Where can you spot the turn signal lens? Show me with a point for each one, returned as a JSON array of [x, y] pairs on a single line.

______________________________

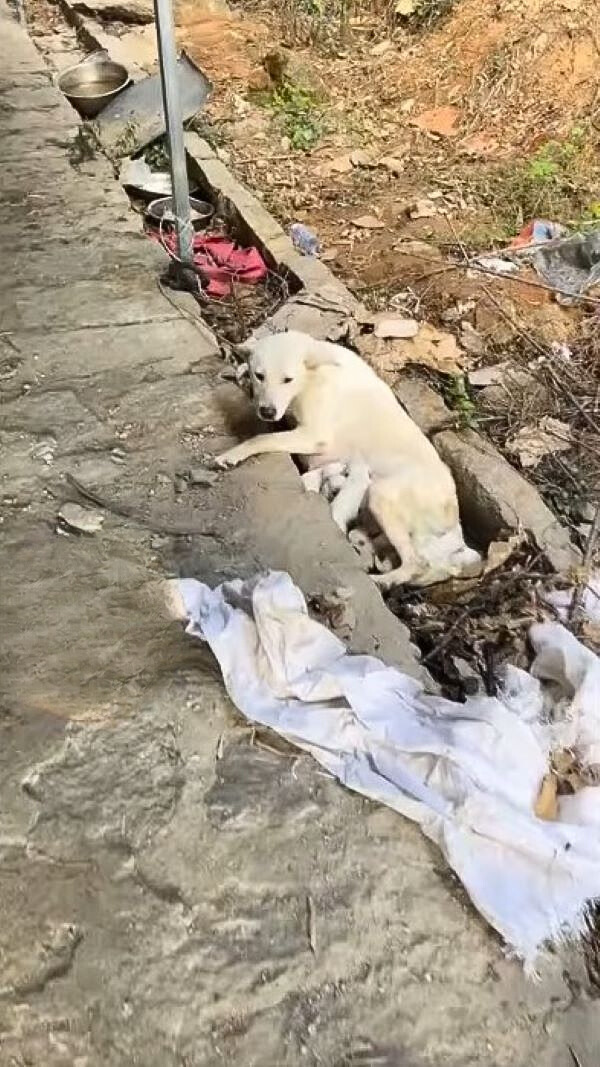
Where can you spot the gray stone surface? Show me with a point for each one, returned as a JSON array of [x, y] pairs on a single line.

______________________________

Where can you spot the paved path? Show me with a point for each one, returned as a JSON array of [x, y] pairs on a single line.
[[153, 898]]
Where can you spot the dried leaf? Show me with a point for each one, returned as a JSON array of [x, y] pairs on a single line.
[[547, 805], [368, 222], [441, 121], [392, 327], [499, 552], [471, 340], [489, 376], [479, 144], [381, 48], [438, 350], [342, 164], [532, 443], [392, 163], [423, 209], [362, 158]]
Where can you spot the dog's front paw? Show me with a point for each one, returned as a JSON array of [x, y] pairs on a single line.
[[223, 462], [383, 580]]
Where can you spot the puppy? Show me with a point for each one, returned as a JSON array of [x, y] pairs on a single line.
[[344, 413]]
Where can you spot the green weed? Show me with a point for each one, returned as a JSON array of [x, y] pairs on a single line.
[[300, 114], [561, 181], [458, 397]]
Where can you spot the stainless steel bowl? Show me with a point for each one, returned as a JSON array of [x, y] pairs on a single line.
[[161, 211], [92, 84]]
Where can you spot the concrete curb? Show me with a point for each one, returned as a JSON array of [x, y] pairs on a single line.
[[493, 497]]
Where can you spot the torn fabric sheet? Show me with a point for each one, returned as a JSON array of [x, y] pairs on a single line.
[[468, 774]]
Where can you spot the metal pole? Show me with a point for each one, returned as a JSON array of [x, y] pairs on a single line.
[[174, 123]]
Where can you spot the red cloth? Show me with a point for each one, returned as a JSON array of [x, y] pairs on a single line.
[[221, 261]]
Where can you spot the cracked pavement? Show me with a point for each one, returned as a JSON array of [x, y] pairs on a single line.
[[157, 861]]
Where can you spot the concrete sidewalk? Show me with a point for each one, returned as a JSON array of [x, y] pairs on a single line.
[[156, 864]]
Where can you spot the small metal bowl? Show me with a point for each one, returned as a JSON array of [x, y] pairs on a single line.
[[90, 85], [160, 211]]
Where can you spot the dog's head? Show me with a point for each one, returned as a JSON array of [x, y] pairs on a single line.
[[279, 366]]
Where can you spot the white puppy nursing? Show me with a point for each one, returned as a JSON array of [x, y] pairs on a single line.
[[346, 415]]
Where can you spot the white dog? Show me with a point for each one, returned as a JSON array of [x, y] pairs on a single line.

______________________________

* _THE TASK_:
Repeat the stretch of the material from the line containing "Where can you spot the stainless" through the line containing "[[493, 497]]", both ends included.

* _EXERCISE RESULT_:
Where can you spot the stainless steel bowl? Show me with a point for each one, returned as a JSON array of [x, y] pairs on a single line.
[[161, 211], [92, 84]]
Where can you spot the concrete curb? Show me with a point for each one, returned as a JSON array of [x, y] pairs on a single line.
[[493, 497]]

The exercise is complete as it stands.